▼
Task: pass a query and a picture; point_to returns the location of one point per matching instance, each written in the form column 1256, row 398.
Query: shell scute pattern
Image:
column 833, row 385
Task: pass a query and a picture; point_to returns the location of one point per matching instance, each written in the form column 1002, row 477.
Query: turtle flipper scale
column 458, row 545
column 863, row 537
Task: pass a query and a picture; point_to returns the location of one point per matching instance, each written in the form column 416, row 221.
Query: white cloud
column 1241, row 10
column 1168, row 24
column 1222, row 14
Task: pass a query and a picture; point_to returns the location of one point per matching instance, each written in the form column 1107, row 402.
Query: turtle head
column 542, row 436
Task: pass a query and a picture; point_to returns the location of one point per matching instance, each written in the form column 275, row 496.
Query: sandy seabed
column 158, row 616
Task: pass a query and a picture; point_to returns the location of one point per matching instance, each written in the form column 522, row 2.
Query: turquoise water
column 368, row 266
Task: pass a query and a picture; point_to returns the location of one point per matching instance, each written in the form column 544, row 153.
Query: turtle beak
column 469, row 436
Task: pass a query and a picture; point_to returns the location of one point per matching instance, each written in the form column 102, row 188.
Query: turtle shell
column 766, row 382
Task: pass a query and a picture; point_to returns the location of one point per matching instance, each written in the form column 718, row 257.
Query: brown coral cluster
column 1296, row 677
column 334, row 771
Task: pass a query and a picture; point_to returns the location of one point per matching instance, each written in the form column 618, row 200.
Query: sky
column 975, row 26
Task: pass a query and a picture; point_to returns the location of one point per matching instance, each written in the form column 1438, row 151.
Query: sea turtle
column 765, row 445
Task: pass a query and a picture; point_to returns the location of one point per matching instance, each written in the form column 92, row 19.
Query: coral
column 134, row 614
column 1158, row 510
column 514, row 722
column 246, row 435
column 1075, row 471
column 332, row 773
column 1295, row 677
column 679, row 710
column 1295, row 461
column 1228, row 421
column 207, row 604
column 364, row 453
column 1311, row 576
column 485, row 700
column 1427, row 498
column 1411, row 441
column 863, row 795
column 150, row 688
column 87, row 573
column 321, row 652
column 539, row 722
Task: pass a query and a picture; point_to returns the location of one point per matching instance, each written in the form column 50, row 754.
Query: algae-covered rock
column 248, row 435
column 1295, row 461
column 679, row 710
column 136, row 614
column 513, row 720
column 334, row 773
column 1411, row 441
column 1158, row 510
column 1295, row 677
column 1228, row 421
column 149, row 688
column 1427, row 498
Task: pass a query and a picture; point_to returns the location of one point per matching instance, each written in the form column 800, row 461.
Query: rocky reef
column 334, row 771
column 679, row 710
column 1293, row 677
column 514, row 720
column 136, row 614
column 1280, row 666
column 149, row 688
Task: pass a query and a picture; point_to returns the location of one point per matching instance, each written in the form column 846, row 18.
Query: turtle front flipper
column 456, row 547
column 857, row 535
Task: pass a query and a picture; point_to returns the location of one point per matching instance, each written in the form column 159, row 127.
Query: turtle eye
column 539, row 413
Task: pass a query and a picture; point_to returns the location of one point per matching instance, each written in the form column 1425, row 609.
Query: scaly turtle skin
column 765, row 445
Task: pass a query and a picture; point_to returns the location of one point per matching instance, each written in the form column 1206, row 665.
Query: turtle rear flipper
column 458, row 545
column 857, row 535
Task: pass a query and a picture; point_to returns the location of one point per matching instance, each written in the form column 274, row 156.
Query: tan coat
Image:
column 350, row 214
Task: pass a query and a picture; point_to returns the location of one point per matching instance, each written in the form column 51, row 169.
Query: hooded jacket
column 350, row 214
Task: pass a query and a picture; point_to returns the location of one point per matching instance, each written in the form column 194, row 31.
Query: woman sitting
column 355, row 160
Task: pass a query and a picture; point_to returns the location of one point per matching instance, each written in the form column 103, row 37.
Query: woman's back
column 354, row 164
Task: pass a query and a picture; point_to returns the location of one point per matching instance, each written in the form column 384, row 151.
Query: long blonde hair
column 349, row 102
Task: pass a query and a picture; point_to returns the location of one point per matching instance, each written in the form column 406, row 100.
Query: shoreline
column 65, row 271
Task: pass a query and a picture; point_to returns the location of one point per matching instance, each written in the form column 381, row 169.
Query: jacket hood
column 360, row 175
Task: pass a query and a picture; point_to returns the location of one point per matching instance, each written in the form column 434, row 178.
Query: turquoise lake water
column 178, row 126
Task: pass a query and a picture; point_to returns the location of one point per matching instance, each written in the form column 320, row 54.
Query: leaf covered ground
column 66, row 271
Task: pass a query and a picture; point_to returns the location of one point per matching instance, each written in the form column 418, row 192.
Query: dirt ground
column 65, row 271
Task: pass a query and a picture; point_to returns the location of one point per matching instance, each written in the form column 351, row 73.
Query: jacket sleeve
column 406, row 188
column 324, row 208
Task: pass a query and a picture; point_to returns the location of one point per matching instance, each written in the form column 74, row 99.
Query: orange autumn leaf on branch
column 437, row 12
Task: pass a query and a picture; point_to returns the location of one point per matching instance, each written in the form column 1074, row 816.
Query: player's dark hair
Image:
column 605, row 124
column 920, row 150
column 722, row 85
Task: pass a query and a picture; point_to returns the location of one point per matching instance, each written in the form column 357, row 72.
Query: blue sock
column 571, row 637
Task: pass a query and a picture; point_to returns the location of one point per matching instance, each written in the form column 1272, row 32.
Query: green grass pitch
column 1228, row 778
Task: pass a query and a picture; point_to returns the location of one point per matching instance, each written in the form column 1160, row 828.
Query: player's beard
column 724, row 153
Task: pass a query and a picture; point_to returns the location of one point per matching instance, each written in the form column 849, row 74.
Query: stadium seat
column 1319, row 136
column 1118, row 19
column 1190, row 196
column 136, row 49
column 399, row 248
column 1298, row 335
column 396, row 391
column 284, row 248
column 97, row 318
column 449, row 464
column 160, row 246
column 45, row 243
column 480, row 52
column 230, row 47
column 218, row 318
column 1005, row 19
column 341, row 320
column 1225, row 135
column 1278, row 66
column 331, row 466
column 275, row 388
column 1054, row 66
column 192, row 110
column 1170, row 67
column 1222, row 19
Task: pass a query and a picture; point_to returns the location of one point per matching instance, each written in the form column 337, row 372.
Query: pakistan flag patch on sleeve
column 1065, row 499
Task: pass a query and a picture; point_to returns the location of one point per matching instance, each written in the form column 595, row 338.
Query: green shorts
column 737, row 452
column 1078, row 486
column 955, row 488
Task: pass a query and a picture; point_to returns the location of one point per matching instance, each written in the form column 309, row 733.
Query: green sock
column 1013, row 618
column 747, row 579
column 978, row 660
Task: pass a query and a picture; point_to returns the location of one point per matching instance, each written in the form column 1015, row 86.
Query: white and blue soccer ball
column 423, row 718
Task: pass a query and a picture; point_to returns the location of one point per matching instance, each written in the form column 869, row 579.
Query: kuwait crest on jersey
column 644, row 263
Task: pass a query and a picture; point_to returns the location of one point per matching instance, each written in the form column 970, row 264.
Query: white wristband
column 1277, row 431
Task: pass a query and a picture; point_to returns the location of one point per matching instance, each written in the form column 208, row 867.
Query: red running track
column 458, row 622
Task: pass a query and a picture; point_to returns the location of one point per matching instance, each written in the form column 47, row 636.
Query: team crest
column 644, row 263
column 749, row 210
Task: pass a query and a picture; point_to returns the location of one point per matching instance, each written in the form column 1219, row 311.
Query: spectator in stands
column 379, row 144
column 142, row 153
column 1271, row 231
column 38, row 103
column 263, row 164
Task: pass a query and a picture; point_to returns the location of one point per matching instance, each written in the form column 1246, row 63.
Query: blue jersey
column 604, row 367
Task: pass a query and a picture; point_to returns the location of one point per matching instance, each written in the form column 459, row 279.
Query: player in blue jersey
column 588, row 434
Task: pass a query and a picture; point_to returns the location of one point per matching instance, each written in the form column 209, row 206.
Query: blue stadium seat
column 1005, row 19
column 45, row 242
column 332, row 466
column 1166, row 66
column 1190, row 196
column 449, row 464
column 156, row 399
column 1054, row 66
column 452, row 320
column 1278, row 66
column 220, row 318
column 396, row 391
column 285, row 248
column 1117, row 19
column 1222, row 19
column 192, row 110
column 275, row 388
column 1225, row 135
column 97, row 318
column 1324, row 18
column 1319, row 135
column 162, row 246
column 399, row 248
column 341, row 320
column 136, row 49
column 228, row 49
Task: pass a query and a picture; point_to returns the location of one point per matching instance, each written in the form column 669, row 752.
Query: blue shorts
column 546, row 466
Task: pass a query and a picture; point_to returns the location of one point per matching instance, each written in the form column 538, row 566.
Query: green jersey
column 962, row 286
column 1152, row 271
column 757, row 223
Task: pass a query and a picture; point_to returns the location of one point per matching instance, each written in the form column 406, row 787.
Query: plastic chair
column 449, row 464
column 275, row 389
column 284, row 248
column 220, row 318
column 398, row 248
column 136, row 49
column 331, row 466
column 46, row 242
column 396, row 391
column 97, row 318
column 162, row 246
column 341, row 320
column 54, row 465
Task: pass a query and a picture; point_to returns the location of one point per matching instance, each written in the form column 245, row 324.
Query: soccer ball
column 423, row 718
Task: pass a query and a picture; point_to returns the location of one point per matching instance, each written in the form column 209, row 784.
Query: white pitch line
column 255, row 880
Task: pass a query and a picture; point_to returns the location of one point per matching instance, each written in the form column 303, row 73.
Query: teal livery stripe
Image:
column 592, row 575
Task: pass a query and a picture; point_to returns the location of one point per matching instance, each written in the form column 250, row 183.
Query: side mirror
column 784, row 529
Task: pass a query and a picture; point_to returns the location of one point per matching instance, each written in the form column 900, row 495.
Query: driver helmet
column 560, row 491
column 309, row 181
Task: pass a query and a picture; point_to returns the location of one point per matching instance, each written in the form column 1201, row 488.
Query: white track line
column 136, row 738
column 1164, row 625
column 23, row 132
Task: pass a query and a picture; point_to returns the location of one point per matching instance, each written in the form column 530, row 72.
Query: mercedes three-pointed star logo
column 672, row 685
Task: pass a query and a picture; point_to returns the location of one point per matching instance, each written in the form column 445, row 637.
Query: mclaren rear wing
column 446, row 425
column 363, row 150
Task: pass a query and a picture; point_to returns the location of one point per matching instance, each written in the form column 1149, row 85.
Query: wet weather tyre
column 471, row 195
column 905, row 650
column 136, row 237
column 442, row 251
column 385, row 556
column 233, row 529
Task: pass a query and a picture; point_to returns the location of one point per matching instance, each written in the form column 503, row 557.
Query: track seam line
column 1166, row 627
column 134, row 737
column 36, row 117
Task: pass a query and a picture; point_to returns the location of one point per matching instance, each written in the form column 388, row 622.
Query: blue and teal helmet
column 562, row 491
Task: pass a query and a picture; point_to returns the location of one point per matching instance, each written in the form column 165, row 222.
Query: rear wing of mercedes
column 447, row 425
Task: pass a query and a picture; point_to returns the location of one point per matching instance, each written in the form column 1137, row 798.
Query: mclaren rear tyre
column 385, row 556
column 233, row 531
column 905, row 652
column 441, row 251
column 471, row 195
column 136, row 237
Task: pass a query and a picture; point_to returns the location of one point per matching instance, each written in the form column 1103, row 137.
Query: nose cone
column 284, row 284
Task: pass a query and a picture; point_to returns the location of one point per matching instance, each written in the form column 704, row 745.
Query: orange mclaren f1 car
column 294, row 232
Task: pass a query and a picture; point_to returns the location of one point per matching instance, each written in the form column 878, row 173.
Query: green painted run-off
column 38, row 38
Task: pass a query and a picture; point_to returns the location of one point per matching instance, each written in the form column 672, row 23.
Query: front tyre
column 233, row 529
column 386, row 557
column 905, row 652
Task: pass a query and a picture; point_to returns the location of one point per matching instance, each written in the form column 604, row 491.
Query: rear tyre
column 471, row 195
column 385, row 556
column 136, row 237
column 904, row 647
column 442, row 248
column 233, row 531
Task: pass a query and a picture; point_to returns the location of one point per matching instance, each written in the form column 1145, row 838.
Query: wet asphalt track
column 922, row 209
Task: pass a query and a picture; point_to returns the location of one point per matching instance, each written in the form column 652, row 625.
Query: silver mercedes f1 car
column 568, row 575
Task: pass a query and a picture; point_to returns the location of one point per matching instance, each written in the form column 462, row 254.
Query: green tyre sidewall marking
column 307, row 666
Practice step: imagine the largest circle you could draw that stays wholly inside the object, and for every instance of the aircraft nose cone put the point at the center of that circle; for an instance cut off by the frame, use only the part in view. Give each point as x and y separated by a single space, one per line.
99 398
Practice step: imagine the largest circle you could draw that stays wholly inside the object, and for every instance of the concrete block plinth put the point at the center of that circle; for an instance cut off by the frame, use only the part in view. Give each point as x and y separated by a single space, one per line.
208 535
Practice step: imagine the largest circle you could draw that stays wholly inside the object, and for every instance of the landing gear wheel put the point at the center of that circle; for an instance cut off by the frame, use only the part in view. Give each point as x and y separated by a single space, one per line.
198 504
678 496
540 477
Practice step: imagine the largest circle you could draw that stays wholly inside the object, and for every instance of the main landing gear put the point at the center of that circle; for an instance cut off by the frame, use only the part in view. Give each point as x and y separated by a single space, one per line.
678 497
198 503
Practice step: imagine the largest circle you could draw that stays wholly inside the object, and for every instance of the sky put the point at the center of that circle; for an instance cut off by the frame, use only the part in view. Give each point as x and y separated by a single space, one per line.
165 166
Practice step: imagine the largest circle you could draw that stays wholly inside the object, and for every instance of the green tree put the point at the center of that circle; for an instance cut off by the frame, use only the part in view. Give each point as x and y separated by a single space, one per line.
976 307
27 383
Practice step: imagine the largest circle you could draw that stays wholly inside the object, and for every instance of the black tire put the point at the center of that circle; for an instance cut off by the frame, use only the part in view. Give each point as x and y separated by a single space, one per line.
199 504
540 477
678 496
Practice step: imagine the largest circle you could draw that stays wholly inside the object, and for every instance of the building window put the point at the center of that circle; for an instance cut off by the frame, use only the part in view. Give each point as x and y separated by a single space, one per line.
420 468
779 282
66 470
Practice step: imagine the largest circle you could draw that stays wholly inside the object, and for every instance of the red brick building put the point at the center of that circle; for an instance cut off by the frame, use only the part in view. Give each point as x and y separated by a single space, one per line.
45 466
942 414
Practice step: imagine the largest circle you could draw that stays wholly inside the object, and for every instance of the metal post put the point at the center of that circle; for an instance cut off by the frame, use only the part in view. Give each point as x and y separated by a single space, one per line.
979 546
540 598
▲
▶ _Stated goal_
Copy the items from the start through the line with "column 833, row 385", swapping "scute" for "plate" and leaving everything else as it is.

▶ _Expected answer_
Task: pass a query and a picture; point_to returns the location of one point per matching instance, each written in the form column 1256, row 398.
Query: shell plate pattern
Image:
column 833, row 385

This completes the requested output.